→ **Aim**
Copy the entries from the line containing "Select each railing shown." through the line containing "[0,385,635,513]", both ends included and requests kept. Scale every bounding-box coordinate in the answers by 0.85, rounding to whole numbers with halves going up, and give only those lines.

######

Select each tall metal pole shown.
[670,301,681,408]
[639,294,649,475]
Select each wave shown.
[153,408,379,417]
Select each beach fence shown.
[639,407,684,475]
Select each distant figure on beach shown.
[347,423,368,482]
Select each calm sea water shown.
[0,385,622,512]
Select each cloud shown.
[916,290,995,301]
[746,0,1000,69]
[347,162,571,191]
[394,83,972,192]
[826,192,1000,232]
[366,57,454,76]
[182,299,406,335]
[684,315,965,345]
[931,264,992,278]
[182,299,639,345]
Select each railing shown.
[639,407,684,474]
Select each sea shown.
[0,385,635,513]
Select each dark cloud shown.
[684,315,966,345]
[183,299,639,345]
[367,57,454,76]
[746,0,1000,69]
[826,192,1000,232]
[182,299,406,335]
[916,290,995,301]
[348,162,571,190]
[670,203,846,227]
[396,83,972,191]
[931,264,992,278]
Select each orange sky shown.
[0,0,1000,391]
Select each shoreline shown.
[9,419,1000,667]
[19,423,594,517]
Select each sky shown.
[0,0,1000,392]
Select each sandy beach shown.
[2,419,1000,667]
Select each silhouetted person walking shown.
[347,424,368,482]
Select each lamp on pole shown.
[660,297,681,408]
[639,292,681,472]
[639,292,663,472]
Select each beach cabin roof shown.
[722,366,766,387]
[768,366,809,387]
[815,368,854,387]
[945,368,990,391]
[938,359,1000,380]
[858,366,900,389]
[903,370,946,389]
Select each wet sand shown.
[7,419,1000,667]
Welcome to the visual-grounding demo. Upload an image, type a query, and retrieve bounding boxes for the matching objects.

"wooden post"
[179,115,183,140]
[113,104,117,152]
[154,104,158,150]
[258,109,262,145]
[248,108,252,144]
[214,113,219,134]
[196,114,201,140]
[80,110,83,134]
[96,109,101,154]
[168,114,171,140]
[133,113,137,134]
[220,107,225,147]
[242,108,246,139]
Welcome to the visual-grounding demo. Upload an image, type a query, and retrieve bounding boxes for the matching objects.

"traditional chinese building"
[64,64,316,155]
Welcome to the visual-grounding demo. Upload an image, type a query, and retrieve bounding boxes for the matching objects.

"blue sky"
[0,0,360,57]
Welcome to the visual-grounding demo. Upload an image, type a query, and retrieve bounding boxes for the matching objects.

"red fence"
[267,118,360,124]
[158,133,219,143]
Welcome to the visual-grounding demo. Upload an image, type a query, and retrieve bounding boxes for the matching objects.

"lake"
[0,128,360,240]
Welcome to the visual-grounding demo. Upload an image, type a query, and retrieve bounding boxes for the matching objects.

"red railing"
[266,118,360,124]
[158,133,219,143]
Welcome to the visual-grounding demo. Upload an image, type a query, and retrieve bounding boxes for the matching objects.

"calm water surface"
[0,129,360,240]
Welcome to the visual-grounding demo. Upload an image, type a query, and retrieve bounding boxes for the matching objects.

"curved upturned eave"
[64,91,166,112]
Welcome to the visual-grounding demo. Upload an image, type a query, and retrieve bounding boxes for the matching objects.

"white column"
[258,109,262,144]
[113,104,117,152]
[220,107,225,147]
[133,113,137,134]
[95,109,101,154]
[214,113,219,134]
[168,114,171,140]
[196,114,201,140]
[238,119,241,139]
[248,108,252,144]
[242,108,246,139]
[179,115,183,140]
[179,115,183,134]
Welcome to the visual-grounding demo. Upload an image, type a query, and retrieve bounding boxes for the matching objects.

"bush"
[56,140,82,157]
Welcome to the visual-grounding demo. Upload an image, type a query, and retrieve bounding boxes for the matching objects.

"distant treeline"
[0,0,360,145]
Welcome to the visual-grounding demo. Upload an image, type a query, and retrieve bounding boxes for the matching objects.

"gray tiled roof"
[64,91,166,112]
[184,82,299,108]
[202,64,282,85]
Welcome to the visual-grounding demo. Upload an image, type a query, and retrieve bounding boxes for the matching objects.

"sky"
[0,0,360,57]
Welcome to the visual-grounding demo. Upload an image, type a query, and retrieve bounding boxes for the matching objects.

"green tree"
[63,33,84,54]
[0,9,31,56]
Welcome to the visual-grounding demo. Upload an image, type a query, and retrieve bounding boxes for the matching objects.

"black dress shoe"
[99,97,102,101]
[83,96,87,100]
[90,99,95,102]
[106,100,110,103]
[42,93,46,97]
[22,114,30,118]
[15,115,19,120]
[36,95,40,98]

######

→ **The completed task**
Select each railing shown.
[543,346,581,403]
Select each sea shown.
[0,327,540,436]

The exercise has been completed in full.